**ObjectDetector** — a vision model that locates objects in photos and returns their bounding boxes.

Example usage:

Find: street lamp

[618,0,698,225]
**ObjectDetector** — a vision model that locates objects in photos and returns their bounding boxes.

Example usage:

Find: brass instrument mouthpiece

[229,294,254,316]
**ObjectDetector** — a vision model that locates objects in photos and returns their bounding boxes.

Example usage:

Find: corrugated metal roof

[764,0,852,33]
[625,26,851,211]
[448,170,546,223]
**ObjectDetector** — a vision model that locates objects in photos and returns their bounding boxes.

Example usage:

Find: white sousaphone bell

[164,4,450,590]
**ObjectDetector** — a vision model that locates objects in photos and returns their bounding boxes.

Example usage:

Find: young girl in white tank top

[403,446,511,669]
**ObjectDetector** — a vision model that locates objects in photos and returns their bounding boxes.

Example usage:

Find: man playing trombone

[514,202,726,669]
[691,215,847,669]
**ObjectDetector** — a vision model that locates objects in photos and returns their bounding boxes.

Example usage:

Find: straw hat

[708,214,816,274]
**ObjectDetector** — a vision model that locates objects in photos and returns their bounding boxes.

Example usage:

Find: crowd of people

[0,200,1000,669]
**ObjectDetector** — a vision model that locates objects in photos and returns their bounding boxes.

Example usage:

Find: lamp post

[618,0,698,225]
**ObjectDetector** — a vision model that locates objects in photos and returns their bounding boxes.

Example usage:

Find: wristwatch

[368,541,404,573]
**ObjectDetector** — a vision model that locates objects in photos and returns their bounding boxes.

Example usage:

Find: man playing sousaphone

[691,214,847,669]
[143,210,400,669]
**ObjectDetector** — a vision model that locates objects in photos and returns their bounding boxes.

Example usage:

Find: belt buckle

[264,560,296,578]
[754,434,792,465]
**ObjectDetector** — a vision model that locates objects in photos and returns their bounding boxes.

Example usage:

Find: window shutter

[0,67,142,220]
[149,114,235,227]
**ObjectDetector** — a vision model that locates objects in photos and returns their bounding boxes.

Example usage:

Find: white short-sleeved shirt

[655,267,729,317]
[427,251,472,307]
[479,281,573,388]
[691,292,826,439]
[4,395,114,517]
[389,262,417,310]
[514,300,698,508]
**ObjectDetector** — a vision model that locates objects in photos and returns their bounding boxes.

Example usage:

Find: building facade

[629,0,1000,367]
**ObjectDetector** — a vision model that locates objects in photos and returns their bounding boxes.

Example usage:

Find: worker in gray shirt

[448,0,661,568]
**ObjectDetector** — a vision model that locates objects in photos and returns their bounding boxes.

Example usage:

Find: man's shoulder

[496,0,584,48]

☆ ☆ ☆ ☆ ☆

Convert the records above into a two-column CSV with the header input,output and one row per record. Put each record's text under input and its answer under output, each as a single quoted field with line breaks replaced by spaces.

■ **Completed exercise**:
input,output
"**ObjectDetector** — a vision model that locates objects in photos and returns their bounding boxes. Example usage: Find: street lamp","[618,0,698,225]"
"**ObjectDetector** — a vision model that locates objects in photos and returns their bounding boxes. Example usage: Find: brass instrument mouthpiece","[229,294,254,316]"
"**ObjectDetector** — a vision model that locates objects in photos and returns their bounding boxes. Example usage: Find: corrugated metal roof","[764,0,852,33] [625,26,851,211] [448,170,546,223]"
"**ObjectDetector** — a vision model that locates objects in photos and returns their bounding boxes. Example usage: Find: white sousaphone bell","[164,4,450,590]"
"**ObjectDetector** — a vision model that locates objects in photos and returns their bounding boxes. Example usage: Find: young girl in white tank top","[403,446,511,669]"
"**ObjectDetector** — a vision model that locates objects in photos and returns their bounding boxes. Example usage: Find: man playing trombone","[514,202,726,669] [691,215,847,669]"
"**ObjectDetector** — a vision model that locates objects in photos and returns their bounding boxes. Example usage: Find: straw hat","[708,214,816,274]"
"**ObjectDetector** — a vision model that locates objects in photos and returns their bounding boxes. Example usage: Find: crowd of people","[0,200,1000,669]"
"**ObjectDetector** — a vision model that locates objects in photos and returns their bounding boxes. Example usage: Find: lamp post","[618,0,698,225]"
"**ObjectDetector** — a vision model that locates objects in photos and returns their bounding boxes. Example usage: Find: wristwatch","[368,541,404,573]"
"**ObjectDetector** — a vision model that locates objects in photos and returns their bounding boxes. Example usage: Find: man playing sousaphone","[691,214,847,669] [143,210,400,669]"
"**ObjectDetector** — a vision model that locates objects in photos and returns their bounding boxes. Example usage: Find: belt buckle","[264,560,296,578] [754,434,792,465]"
"**ObjectDetector** — a vision model that locates objects in photos and returns their bounding boxes. Example usage: Find: window shutter","[0,67,142,220] [149,114,235,227]"
"**ObjectDetector** — a vision model that locates objects in photos and returns their bounding boxes. Example usage: Find: white short-sleeved shirt","[655,267,729,317] [427,251,472,307] [479,281,573,388] [691,292,826,439] [4,395,114,517] [389,262,417,310] [514,300,698,508]"
"**ObjectDetector** — a vision model that locates objects in photos and returns their bounding boxes. Example usage: Find: building facade","[629,0,1000,367]"
"**ObjectDetector** — a vision model that locates objects in photos and returns their bounding boxes. Example usage: Find: worker in gray shirt","[448,0,661,568]"
"**ObjectDetector** — a vision model that locates objects in photos and returns their bounding boxes. Example usage: Find: man's shoulder","[496,0,584,48]"